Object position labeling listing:
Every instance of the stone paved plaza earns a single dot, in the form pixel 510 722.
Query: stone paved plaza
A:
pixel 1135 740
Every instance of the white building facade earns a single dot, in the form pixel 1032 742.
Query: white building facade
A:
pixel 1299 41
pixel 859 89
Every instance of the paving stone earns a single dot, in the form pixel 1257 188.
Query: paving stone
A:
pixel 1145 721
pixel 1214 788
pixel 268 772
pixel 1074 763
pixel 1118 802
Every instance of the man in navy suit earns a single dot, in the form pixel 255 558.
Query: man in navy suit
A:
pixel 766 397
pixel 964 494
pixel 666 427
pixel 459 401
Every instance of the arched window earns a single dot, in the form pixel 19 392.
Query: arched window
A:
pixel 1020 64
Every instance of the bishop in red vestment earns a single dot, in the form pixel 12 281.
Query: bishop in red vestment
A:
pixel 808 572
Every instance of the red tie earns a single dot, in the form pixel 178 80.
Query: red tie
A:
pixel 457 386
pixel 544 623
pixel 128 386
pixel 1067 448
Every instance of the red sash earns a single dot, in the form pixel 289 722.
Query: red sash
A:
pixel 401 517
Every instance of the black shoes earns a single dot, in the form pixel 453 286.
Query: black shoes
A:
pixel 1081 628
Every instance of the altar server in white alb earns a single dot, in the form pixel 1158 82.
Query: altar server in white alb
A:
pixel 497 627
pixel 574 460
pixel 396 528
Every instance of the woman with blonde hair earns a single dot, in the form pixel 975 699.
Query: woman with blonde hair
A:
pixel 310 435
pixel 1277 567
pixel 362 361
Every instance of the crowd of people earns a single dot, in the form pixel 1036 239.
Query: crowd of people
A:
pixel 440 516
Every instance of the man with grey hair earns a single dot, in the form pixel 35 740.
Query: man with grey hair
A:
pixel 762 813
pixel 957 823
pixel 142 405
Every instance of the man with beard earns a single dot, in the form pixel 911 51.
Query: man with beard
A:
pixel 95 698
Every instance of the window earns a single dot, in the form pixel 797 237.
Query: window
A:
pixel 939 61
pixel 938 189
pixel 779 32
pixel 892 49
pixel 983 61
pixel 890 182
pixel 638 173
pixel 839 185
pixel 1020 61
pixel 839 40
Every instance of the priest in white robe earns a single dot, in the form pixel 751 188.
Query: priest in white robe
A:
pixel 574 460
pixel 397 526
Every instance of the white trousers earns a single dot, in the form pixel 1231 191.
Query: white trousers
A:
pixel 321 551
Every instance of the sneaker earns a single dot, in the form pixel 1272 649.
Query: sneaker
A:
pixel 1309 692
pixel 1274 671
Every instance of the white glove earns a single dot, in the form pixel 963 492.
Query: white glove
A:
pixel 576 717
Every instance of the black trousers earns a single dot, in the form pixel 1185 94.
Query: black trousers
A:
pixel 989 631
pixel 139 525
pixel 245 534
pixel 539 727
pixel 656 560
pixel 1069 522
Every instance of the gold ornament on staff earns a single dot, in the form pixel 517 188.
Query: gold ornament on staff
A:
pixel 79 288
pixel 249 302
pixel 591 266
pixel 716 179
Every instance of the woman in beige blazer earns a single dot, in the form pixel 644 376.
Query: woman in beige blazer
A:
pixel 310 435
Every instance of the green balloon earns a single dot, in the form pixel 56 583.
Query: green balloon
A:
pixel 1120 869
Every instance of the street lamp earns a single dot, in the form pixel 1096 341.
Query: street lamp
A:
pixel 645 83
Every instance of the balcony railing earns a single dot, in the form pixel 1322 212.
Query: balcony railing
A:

● SET TASK
Can you reproduce every line of the listing above word for word?

● ANSWER TO THE EXERCISE
Every instance of the stone paved plaza earns a single dot, in the form pixel 510 722.
Query: stone paved plaza
A:
pixel 1135 740
Every instance of the white building facade earns a single dot, in the form pixel 1032 742.
Query: white building facade
A:
pixel 1299 41
pixel 859 89
Every instance of the paving stone earns a single dot, in the form pixel 1257 188.
Query: paving stone
A:
pixel 1145 721
pixel 1214 788
pixel 268 772
pixel 1074 763
pixel 1118 802
Every instance of the man in navy suit earns a single dot, in the form pixel 255 558.
Query: man in navy suit
A:
pixel 766 397
pixel 964 494
pixel 666 427
pixel 459 401
Every instance of the arched window earns a single dot, in the form pixel 19 392.
Query: arched window
A:
pixel 1020 64
Every instance of the bishop in red vestment earns a single dot, in the form pixel 12 281.
Query: bishop in red vestment
A:
pixel 808 572
Every instance of the red tie earns a single dot, in the form pixel 178 80.
Query: red tie
A:
pixel 457 386
pixel 544 623
pixel 128 386
pixel 1067 448
Every instance of the red sash earns a single dot, in the form pixel 289 722.
Query: red sash
A:
pixel 401 517
Every instance of the black shoes earns a single dot, in the form pixel 453 286.
Query: black shoes
A:
pixel 1081 628
Every instance of the altar server in white alb earns a single dot, in the form pixel 1158 82.
Query: altar server in white alb
A:
pixel 497 627
pixel 574 460
pixel 396 528
Every instance of the woman with blonde hair earns a single dot, in the form pixel 975 699.
Query: woman with blonde hair
A:
pixel 310 435
pixel 1277 567
pixel 362 361
Every instance of the crowd of people earns a single dot, in the form pixel 1036 239.
Query: crowd of people
A:
pixel 440 516
Every instance of the man with grey hair earns a single dot, in the form pixel 35 740.
Query: man with grey hair
A:
pixel 762 813
pixel 957 823
pixel 142 405
Every instance of the man with beard earns a single dot, in the form pixel 911 51.
Query: man with beard
A:
pixel 95 698
Every instance of the window earns a single dot, in the form pixel 797 237.
Query: window
A:
pixel 939 61
pixel 938 189
pixel 779 32
pixel 892 49
pixel 983 61
pixel 890 182
pixel 638 173
pixel 839 185
pixel 1020 61
pixel 839 40
Every instance of the priest in white robe earns a single dot, in the form pixel 751 188.
Query: priest in white robe
A:
pixel 574 460
pixel 397 526
Every instance of the white trousers earns a single dot, in the form pixel 1231 191.
Query: white trousers
A:
pixel 321 551
Every instance of the sneaker earns a single dot, in the form pixel 1272 649.
Query: sneaker
A:
pixel 1309 692
pixel 1274 671
Every instance of the white glove earns a single dot, in the form pixel 963 492.
Query: white glove
A:
pixel 576 717
Every instance of the black trousers earns a single dot, in the form pixel 1185 94.
Query: black trousers
A:
pixel 989 631
pixel 139 525
pixel 245 534
pixel 539 727
pixel 656 560
pixel 1069 522
Every instance of the gold ornament on staff earns a single dot, in the form pixel 517 188.
Query: gold ornament on staff
A:
pixel 79 288
pixel 249 302
pixel 591 266
pixel 716 179
Every instance of the woman in beige blazer earns a single dot, in the form pixel 644 376.
Query: woman in beige blazer
A:
pixel 310 435
Every instance of the green balloon earns a single dot, in the form pixel 56 583.
Query: green balloon
A:
pixel 1120 869
Every instance of the street lamp earns a single dot, in the form pixel 1096 341.
Query: street lamp
A:
pixel 645 83
Every instance of the balcony railing earns a single dot, in the form pixel 1322 212.
Query: balcony railing
A:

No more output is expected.